Estratto della fonte:

□ □ □ □ □ □ □

1. Vicenda processuale e provvedimento impugnato – Il presente ricorso ha ad oggetto il provvedimento con cui il Tribunale per il Riesame ha confermato il sequestro preventivo di 4283 oggetti che la ditta facente capo agli odierni ricorrenti ha immesso in commercio.

L’ipotesi delittuosa su cui si fonda il provvedimento ablatorio è quella p. e p. dall’art. 515 c.p. perchè gli oggetti in questione presentavano la punzonatura “ARG. AG” e ad essi erano allegati dei cartellini contenenti la certificazione della loro realizzazione in argento laddove, per contro, gli accertamenti tecnici demandati alle Camere di commercio di Ancona e Macerata non rilevavano in tali oggetti la presenza di argento se non in percentuale minima.

Come tali, secondo l’accusa, gli oggetti in questione non erano conformi al dettato normativo di cui al D.Lgs. n. 251 del 1999 ed al D.P.R. n. 150 del 2002.

Va precisato che il procedimento ha tratto origine dall’esposto di tale C.A. e dall’annotazione dell’Associazione argentieri di Recanati, inizialmente, il P.M. aveva disposto, nei confronti di tali oggetti, un sequestro probatorio che era stato annullato dallo stesso Tribunale per omessa motivazione sul punto della pertinenza.

Successivamente, il P.M. aveva richiesto al G.i.p. un sequestro preventivo che, come detto,è stato confermato con l’ordinanza in discussione.

2. Motivi del ricorso – Avverso tale decisione, gli indagati hanno proposto ricorso, personalmente, deducendo:

In premessa, che il presente procedimento è solo il risultato di attacchi della concorrenza avverso il fatto che i ricorrenti abbiano immesso sul mercato un prodotto, denominato “miro silver” (laminato ricoperto da una lamina d’argento) dalle caratteristiche peculiari ed innovative su cui è stata apposta la punzonatura “Arg. Ag” che – visto il pochissimo spazio disponibile – era rappresentativa di quella di “Argentato Ag ” prevista dalla legge. D’altro canto – si fa notare – la presenza di cartellini abbinati agli oggetti contenenti la dicitura “prodotti realizzati in argento” è prevista per tutti gli oggetti che contengono argento e tutte le perizie hanno riconosciuto che gli oggetti contenevano argento sia pure in minima percentuale.

Ciò ha scatenato la concorrenza che è giunta a proporre delle denunzie che hanno determinato l’apertura di un procedimento penale, enfatizzato dalla stampa e che ha nuociuto grandemente all’immagine dei ricorrenti sebbene si basasse su maliziose insinuazioni (riprese anche nei primo decreto di sequestro) secondo cui gli oggetti presentavano la punzonatura “Argento Ag” che in realtà non è mai esistita nè, tanto meno, mai stata apposta dai ricorrenti.

□ □ □ □ □ □ □

Voci del dataset:
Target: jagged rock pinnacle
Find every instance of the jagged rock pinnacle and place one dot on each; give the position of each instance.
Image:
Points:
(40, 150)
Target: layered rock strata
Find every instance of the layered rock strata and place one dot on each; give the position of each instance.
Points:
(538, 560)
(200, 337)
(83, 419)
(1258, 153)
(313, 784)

□ □ □ □ □ □ □

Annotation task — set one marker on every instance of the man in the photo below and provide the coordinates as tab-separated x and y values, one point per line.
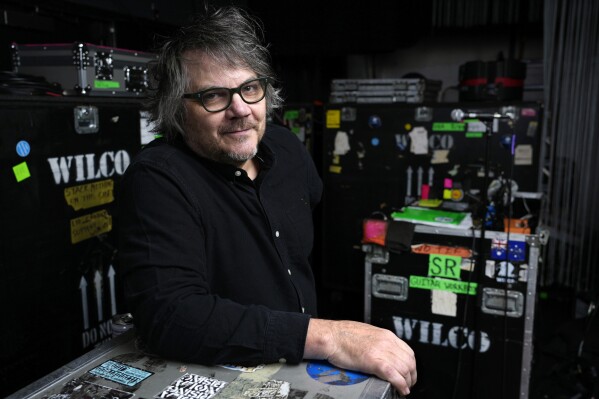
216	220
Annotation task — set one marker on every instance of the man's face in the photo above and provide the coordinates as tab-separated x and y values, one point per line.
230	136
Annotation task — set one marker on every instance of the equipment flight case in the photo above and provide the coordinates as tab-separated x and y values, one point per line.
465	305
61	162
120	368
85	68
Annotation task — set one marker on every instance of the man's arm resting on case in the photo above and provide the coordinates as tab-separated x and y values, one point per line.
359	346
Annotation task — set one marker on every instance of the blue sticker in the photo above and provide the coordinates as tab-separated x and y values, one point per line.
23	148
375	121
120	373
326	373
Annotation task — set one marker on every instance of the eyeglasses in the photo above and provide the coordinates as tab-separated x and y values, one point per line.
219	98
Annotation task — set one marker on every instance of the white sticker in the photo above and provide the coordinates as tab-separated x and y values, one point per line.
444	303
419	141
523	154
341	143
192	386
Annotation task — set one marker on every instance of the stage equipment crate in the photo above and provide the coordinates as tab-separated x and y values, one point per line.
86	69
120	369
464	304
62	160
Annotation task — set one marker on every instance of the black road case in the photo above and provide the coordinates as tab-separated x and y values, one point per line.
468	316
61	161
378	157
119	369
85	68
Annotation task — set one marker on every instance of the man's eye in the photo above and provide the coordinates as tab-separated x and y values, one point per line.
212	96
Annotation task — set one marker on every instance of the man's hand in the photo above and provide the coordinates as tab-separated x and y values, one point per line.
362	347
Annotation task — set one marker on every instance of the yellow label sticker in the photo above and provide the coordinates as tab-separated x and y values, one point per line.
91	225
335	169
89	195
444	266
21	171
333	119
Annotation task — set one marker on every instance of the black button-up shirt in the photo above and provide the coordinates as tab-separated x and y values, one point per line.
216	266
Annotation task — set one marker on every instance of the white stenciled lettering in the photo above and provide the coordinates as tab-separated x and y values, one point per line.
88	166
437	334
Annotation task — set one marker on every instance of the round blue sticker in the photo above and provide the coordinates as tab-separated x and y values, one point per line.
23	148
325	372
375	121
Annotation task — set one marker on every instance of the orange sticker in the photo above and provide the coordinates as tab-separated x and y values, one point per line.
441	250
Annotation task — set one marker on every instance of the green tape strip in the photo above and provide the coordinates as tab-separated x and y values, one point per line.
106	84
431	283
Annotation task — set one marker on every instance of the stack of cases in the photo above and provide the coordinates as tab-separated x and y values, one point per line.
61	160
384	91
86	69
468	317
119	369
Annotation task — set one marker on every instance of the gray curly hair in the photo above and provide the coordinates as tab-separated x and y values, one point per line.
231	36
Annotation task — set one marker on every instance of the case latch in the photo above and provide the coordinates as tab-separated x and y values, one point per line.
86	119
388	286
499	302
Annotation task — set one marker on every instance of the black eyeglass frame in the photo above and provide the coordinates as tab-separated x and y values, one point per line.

□ □ □ □ □ □ □

Compito da svolgere: Riscrivi come elenco puntato il paragrafo dell'estratto che inizia con «In premessa, che il presente procedimento», mantenendone i fatti principali. Le voci non hanno alcun legame con l'estratto.

Risposta qui sotto:
- Secondo i ricorrenti, il procedimento deriva solo da attacchi della concorrenza contro il loro prodotto «miro silver», un laminato ricoperto da una lamina d'argento con caratteristiche peculiari e innovative.
- Sul prodotto è stata apposta la punzonatura «Arg. Ag». Dato il pochissimo spazio disponibile, questa rappresentava la punzonatura «Argentato Ag» prevista dalla legge.
- I cartellini con la dicitura «prodotti realizzati in argento» sono previsti per tutti gli oggetti che contengono argento.
- Tutte le perizie hanno riconosciuto che gli oggetti contenevano argento, sia pure in minima percentuale.